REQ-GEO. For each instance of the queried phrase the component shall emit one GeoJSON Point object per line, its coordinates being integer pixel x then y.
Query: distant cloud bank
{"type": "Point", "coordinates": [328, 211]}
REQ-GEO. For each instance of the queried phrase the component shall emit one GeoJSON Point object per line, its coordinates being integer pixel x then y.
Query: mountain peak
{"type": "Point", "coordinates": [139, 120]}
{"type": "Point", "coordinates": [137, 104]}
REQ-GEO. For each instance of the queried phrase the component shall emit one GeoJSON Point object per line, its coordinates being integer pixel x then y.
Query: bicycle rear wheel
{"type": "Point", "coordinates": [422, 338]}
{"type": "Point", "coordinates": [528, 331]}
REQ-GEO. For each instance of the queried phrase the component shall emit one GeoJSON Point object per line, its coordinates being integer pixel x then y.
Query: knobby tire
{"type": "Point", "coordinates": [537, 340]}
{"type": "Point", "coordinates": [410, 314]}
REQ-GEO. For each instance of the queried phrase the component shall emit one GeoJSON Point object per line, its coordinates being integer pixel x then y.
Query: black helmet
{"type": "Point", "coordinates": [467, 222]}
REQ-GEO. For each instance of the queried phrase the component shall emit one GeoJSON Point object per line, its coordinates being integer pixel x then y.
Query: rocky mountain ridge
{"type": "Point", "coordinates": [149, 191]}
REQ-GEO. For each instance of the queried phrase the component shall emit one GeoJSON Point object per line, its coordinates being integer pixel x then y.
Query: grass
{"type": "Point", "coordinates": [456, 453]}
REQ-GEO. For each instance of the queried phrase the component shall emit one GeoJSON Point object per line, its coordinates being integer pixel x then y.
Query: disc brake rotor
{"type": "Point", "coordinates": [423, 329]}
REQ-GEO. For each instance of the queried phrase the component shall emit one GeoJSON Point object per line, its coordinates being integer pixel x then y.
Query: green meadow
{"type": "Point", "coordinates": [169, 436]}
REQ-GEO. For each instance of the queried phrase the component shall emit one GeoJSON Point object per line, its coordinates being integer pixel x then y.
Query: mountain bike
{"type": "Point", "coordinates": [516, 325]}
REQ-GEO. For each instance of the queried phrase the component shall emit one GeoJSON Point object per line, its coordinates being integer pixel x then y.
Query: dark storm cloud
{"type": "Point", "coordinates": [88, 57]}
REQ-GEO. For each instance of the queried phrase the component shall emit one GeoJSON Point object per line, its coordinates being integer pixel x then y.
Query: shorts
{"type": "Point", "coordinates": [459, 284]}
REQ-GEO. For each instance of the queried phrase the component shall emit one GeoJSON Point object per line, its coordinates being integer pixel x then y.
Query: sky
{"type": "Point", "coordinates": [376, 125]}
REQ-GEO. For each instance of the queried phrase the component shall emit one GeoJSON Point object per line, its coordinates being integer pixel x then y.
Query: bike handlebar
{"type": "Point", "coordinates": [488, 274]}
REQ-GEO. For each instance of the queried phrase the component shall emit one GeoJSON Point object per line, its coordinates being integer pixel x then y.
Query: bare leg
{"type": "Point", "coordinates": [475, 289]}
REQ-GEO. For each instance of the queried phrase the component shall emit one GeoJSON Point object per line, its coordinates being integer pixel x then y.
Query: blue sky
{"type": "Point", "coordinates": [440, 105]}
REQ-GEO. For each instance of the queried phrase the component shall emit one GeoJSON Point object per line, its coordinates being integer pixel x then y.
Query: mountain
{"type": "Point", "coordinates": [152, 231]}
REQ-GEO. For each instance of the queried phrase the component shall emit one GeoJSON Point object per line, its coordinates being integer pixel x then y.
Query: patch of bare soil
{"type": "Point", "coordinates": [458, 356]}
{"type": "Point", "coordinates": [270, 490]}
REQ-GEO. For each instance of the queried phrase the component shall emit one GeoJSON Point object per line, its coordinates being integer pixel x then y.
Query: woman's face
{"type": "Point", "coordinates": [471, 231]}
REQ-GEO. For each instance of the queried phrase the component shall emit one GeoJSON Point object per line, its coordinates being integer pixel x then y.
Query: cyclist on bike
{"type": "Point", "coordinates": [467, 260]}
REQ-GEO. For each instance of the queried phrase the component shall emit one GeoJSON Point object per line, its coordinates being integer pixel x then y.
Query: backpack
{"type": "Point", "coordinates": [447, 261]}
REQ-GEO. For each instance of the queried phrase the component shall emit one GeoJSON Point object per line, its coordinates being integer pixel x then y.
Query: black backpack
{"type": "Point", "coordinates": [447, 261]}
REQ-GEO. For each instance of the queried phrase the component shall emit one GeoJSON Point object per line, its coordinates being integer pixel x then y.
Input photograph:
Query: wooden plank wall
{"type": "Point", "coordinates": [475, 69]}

※

▸ **Written exercise**
Each line of the material should be duplicated exactly, please.

▸ **Final result**
REQ-GEO. For each instance of the queried phrase the component shall emit one GeoJSON Point object per line, its coordinates being integer pixel x then y.
Query: distant cloud bank
{"type": "Point", "coordinates": [328, 211]}
REQ-GEO. For each instance of the queried phrase the component shall emit one GeoJSON Point object per line, its coordinates being integer pixel x then y.
Query: mountain peak
{"type": "Point", "coordinates": [139, 120]}
{"type": "Point", "coordinates": [137, 104]}
REQ-GEO. For each instance of the queried phrase the component shall emit one GeoJSON Point object per line, its coordinates being integer pixel x then y.
Query: bicycle rear wheel
{"type": "Point", "coordinates": [422, 338]}
{"type": "Point", "coordinates": [528, 331]}
REQ-GEO. For each instance of the queried phrase the component shall emit one GeoJSON Point object per line, its coordinates being integer pixel x then y.
Query: knobby tire
{"type": "Point", "coordinates": [537, 340]}
{"type": "Point", "coordinates": [410, 314]}
REQ-GEO. For each instance of the queried phrase the component shall emit one GeoJSON Point object per line, its coordinates being integer pixel x then y.
Query: black helmet
{"type": "Point", "coordinates": [467, 222]}
REQ-GEO. For each instance of the queried phrase the component shall emit one GeoJSON Point object per line, its coordinates being integer pixel x then y.
Query: rocky mountain ridge
{"type": "Point", "coordinates": [149, 191]}
REQ-GEO. For each instance of the queried phrase the component shall emit one GeoJSON Point object per line, its coordinates being integer pixel x then y.
Query: grass
{"type": "Point", "coordinates": [456, 453]}
REQ-GEO. For each instance of the queried phrase the component shall emit one GeoJSON Point object per line, its coordinates being integer pixel x then y.
Query: disc brake rotor
{"type": "Point", "coordinates": [423, 329]}
REQ-GEO. For each instance of the queried phrase the component shall emit one GeoJSON Point object per line, its coordinates being integer pixel x then y.
Query: green meadow
{"type": "Point", "coordinates": [169, 436]}
REQ-GEO. For each instance of the queried phrase the component shall emit one GeoJSON Point object per line, its coordinates being integer pixel x then y.
Query: mountain bike
{"type": "Point", "coordinates": [516, 325]}
REQ-GEO. For each instance of the queried phrase the component shall emit one GeoJSON Point object per line, its coordinates being integer pixel x then y.
Query: dark storm cloud
{"type": "Point", "coordinates": [88, 57]}
REQ-GEO. For each instance of the queried phrase the component shall emit one GeoJSON Point object per line, its coordinates being integer pixel x then y.
Query: shorts
{"type": "Point", "coordinates": [459, 284]}
REQ-GEO. For each instance of the queried phrase the component shall emit one GeoJSON Point object per line, its coordinates being integer pixel x then y.
Query: sky
{"type": "Point", "coordinates": [376, 125]}
REQ-GEO. For each instance of the queried phrase the component shall emit one GeoJSON Point object per line, its coordinates being integer pixel x then y.
Query: bike handlebar
{"type": "Point", "coordinates": [488, 274]}
REQ-GEO. For each instance of the queried phrase the component shall emit one GeoJSON Point object per line, its coordinates being integer pixel x then y.
Query: bare leg
{"type": "Point", "coordinates": [475, 289]}
REQ-GEO. For each instance of the queried phrase the component shall emit one GeoJSON Point object per line, its coordinates being integer pixel x then y.
Query: blue sky
{"type": "Point", "coordinates": [440, 105]}
REQ-GEO. For each instance of the queried phrase the component shall emit one GeoJSON Point object per line, its coordinates being integer pixel x then y.
Query: mountain
{"type": "Point", "coordinates": [152, 231]}
REQ-GEO. For each instance of the queried phrase the component shall emit one GeoJSON Point object per line, its coordinates being integer pixel x then y.
Query: patch of bare soil
{"type": "Point", "coordinates": [458, 356]}
{"type": "Point", "coordinates": [270, 490]}
REQ-GEO. For each instance of the queried phrase the component shall emit one GeoJSON Point object per line, its coordinates being integer pixel x then y.
Query: woman's face
{"type": "Point", "coordinates": [471, 231]}
REQ-GEO. For each instance of the queried phrase the component shall emit one GeoJSON Point object per line, its coordinates being integer pixel x then y.
Query: cyclist on bike
{"type": "Point", "coordinates": [467, 260]}
REQ-GEO. For each instance of the queried phrase the component shall emit one GeoJSON Point object per line, its coordinates being integer pixel x then y.
Query: backpack
{"type": "Point", "coordinates": [447, 261]}
REQ-GEO. For each instance of the queried phrase the component shall emit one GeoJSON Point object per line, its coordinates being integer pixel x then y.
Query: black backpack
{"type": "Point", "coordinates": [447, 261]}
REQ-GEO. For each instance of the queried phrase the component shall emit one GeoJSON Point object per line, its coordinates being integer pixel x then y.
Input photograph:
Query: wooden plank wall
{"type": "Point", "coordinates": [475, 69]}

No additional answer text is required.